Leslie Gould. Amish Weddings. Minneapolis: Bethany House, 2017. See here to buy the book.
Amish Weddings in the third book of Leslie Gould’s Neighbors of Lancaster County series. The reason that the series is called the “Neighbors of Lancaster County” is that two families of neighbors feature prominently in the books: the Lehmans, who are Amish, and the Becks, who are not.
Book 3 essentially takes up where Book 2 left off. Zane Beck has become Amish to marry Lila Lehman, but they are not yet married. Reuben, the steady and reliable Amish young man who was courting Lila before she decided to marry Zane, is now in a romantic relationship with Lila’s half-sister Rose. Lila’s step-father Tim is still romantically involved with Beth, the schoolteacher, but he cannot marry her because her ex-husband is still alive, and such a marriage would contradict Amish rules. Casey, Zane’s female friend from the service, has a cameo in this book.
At least three things are going on in Book 3. For one, Lila is in an accident that leaves her injured. The driver of the automobile is blaming her for the accident, so there is a chance that his insurance company will not have to help pay her expensive hospital bills. Zane wants to bring lawyers into the situation, but that contradicts the Amish way, which looks down on going to court.
Second, as Lila’s step-father, Tim, fails to show Lila the support that she needs during her recovery, Lila has a desire to learn more about her biological father.
Third, Zane’s friend from the service, Trevor, is visiting Zane, and Rose is attracted to him. Although people remark that her relationship with Reuben is making her a better person, she is finding Reuben rather dull and is attracted to Zane.
I said in my review of Book 2 that it had a lot of characters. I found Book 3 to be easier to follow. Part of the reason was that I had read Book 2 and was thus familiar with the characters when I read Book 3. It also helped that, when Lila met her biological father’s family, Lila provided a succinct summary of who was who in her family. But I also think that Book 3 had a more manageable number of plot-lines and foci. I still believe, though, that more writers of Amish fiction, Leslie Gould included, should do what Amy Clipston does and include a family tree at the beginning of the book. That way, if a reader asks “Who is that person again?”, the reader can check the family tree and refresh his or her memory.
This book was particularly good because it described what the characters were thinking. There was a lot of reflection in this book about the way that people are and why, and that gave the book more meat. There is steady Reuben, who wishes that his bishop father would do something about those Lehmans, who seem to be led astray by their non-Amish neighbors! The discussion between Reuben and Tim on that topic was especially endearing. We also get to learn more about Reuben’s perspective on the relationship between Lila and Zane, which was the topic of Book 2. Lila enjoyed learning about the world and discussing issues, whereas Reuben preferred to focus on what affected him in his own world. Then there is Rose, whom people think is rather shallow and self-centered, in contrast to her late mother. But people who knew Rose’s mother when she was Rose’s age know that the mother was not too different from Rose! She matured, as Rose does in this book.
The book also does an artful job tying the plot-line about Lila searching for her biological father, with the plot-line about the romance between Trevor and Rose.
I received a complimentary copy of this book from the publisher. My review is honest!

---*---

■ Problems to solve ■
a) Translate this sentence from the book review into Spanish: "I found Book 3 to be easier to follow."
b) Output the stretch of the book review from "Book 3 essentially" through "cameo in this book.".

[Dataset entries]
---*---

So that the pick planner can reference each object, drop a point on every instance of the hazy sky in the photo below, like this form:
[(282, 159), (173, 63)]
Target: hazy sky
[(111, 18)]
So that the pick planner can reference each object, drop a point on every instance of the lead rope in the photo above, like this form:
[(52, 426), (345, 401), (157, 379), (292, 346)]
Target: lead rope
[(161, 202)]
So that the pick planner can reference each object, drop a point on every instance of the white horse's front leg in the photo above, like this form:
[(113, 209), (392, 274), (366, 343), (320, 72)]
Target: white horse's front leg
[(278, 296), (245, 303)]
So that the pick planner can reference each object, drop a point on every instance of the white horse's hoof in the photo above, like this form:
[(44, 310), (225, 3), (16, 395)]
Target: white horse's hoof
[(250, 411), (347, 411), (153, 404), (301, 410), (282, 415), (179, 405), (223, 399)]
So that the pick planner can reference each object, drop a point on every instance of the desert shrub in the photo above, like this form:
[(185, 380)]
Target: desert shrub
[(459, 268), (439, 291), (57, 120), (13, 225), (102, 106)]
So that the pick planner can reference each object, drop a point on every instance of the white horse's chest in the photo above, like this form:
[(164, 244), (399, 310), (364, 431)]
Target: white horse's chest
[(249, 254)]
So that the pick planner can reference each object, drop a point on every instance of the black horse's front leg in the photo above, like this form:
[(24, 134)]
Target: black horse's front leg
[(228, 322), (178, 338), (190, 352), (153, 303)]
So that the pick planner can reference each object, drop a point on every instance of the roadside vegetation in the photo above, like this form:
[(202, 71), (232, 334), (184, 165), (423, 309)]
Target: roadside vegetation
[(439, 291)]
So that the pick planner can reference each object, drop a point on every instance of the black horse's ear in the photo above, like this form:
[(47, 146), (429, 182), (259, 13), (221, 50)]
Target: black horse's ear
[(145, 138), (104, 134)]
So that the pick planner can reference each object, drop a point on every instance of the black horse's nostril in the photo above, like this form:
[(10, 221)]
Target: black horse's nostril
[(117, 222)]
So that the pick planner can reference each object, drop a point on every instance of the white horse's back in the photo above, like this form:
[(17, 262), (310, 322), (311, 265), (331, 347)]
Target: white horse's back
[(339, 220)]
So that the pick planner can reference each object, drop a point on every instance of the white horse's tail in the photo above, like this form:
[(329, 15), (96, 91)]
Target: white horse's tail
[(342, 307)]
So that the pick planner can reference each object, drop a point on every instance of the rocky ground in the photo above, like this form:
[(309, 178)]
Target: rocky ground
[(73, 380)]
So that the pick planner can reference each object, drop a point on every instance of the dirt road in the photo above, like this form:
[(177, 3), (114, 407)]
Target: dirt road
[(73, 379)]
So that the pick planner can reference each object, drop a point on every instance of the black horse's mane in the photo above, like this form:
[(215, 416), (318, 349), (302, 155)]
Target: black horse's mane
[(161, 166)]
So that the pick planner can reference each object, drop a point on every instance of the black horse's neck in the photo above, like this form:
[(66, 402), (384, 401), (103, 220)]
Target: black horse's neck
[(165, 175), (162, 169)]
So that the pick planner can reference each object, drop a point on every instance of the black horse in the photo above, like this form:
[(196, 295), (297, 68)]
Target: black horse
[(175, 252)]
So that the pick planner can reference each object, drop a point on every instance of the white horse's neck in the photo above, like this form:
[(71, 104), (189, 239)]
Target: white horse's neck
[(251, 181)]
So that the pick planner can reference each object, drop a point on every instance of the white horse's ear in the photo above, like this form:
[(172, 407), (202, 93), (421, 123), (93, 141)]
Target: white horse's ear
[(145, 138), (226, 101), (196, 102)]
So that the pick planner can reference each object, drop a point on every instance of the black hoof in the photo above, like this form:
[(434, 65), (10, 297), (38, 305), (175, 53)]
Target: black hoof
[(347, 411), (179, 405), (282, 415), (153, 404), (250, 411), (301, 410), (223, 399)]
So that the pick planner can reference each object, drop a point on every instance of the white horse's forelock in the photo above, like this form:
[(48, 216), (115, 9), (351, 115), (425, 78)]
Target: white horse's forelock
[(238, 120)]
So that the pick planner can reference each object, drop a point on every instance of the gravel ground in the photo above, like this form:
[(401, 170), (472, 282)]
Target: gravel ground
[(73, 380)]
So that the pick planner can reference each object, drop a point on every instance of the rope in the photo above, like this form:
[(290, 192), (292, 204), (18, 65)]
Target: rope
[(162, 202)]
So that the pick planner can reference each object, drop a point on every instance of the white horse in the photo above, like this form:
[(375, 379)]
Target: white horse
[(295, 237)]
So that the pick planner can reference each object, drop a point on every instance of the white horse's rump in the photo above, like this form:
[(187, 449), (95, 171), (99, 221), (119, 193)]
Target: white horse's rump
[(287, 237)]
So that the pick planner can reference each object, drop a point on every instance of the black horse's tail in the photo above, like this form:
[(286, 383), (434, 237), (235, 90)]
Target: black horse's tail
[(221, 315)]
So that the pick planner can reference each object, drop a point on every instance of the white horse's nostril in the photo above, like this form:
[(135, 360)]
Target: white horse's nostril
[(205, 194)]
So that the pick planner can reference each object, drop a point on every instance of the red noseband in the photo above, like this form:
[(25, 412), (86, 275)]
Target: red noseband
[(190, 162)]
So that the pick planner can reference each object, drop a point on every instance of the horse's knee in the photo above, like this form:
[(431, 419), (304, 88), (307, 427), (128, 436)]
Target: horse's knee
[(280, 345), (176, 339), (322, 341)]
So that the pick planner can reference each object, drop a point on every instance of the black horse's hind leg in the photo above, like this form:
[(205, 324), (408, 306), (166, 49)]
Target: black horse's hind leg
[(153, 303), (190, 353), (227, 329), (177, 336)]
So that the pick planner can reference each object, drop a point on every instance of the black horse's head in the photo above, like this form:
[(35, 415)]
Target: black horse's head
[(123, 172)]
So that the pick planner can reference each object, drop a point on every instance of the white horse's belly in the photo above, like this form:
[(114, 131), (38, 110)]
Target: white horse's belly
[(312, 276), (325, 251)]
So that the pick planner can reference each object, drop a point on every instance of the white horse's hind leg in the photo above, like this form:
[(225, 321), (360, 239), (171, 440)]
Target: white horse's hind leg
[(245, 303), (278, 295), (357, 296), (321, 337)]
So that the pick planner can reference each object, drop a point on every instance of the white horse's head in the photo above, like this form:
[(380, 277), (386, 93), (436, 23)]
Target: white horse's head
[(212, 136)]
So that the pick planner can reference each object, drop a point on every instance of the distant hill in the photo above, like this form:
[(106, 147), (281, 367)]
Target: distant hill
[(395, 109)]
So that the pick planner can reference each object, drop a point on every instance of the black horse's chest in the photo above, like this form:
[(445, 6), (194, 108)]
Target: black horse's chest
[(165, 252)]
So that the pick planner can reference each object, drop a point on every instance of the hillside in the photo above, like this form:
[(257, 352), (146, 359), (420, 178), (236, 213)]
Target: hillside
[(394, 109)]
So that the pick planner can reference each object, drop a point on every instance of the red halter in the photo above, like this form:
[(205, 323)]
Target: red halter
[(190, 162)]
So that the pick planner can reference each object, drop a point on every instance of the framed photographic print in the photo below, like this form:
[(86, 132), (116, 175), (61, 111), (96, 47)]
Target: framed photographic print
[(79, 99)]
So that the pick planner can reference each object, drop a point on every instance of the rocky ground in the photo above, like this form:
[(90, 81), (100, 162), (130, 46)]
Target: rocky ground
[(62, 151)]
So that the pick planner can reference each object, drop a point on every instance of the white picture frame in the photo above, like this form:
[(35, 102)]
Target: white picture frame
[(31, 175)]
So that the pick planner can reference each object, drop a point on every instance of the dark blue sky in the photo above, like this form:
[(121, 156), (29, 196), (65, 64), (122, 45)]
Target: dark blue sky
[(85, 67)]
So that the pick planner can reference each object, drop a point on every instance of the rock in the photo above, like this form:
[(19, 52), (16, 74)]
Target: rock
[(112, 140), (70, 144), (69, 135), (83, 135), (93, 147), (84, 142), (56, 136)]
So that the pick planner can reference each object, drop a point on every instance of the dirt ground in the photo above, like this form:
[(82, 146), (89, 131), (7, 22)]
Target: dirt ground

---*---

■ Answer section ■
a) El libro 3 me resultó más fácil de seguir.

b)
Book 3 essentially takes up where Book 2 left off. Zane Beck has become Amish to marry Lila Lehman, but they are not yet married. Reuben, the steady and reliable Amish young man who was courting Lila before she decided to marry Zane, is now in a romantic relationship with Lila’s half-sister Rose. Lila’s step-father Tim is still romantically involved with Beth, the schoolteacher, but he cannot marry her because her ex-husband is still alive, and such a marriage would contradict Amish rules. Casey, Zane’s female friend from the service, has a cameo in this book.